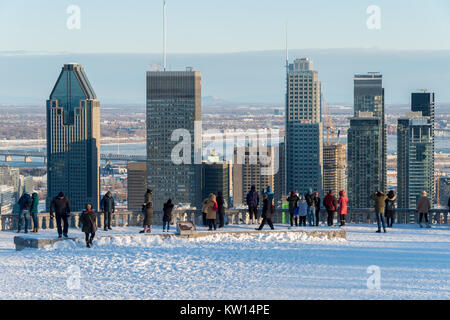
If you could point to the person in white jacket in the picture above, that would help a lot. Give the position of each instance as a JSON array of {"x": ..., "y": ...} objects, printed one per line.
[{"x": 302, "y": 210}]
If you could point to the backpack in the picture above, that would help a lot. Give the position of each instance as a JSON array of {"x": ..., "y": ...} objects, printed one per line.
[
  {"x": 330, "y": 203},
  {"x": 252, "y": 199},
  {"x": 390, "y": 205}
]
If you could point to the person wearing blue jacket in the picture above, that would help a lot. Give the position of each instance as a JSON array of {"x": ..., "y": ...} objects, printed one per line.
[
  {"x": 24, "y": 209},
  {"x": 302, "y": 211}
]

---

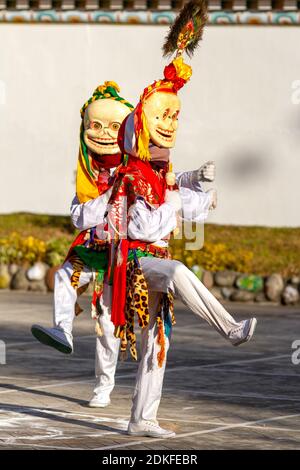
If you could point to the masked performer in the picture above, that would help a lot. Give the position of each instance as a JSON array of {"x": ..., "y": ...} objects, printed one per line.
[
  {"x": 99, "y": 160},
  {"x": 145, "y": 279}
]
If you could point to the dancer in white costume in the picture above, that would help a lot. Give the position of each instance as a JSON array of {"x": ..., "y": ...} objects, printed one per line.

...

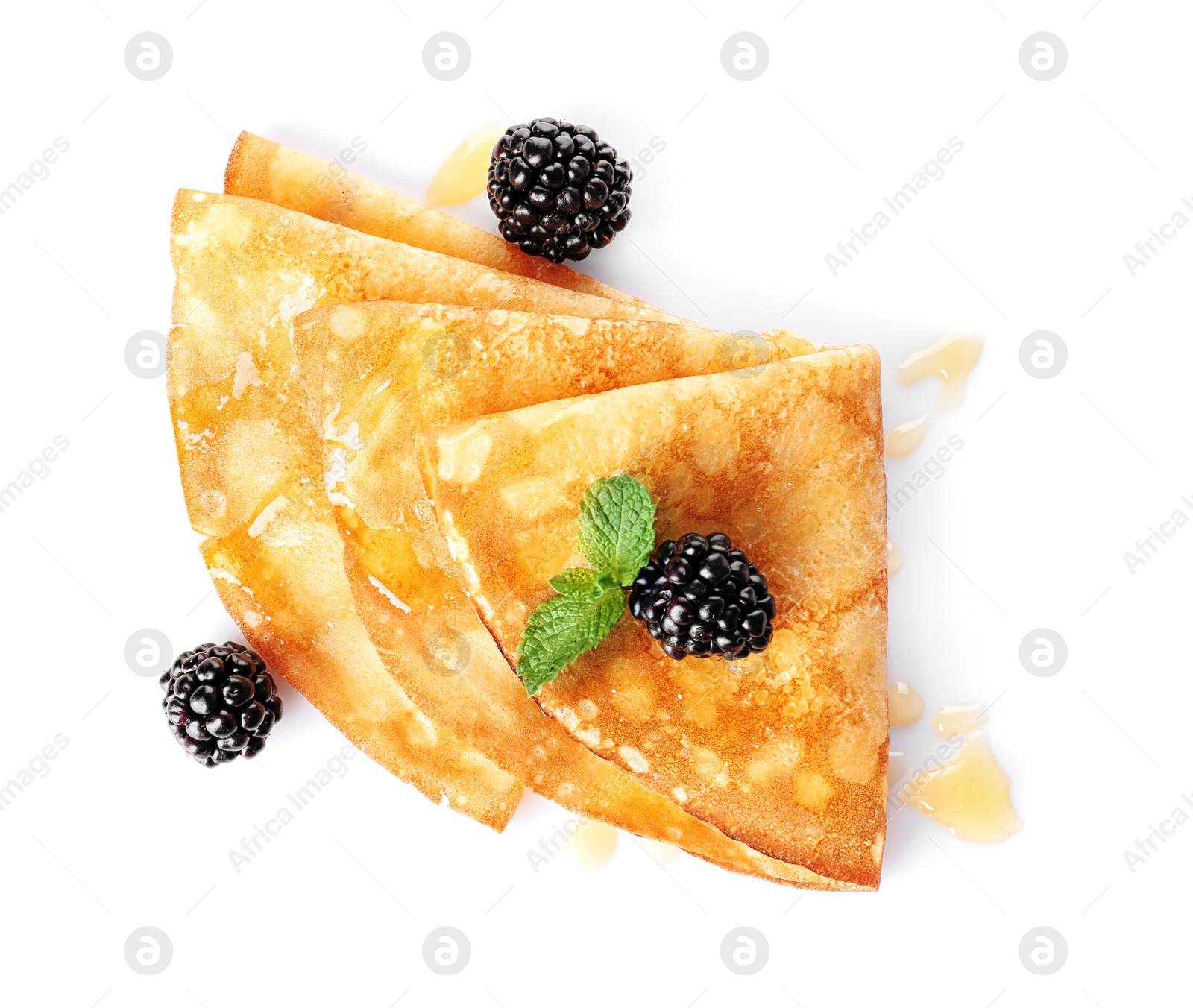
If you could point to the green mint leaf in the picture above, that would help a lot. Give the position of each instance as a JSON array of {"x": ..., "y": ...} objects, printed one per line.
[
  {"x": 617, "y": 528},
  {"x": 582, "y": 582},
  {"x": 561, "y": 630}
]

→ **ACTION ITEM**
Copy only this part of the entries above: the line with "If you could point to the masked", the line with "If you could point to the dancer", and the lines between, all exactly as written.

→ **WRITTEN ANSWER**
If you could point to the masked performer in the picture above, that would help a lot. Give the position of each instance as a JSON array of {"x": ..., "y": ...} objects, printed one per line.
[
  {"x": 99, "y": 160},
  {"x": 145, "y": 279}
]
If you could point to the dancer in white costume in the picture above, that would help a lot. Give the position of each instance as a JSON array of {"x": ..., "y": ...} objects, printed one per line.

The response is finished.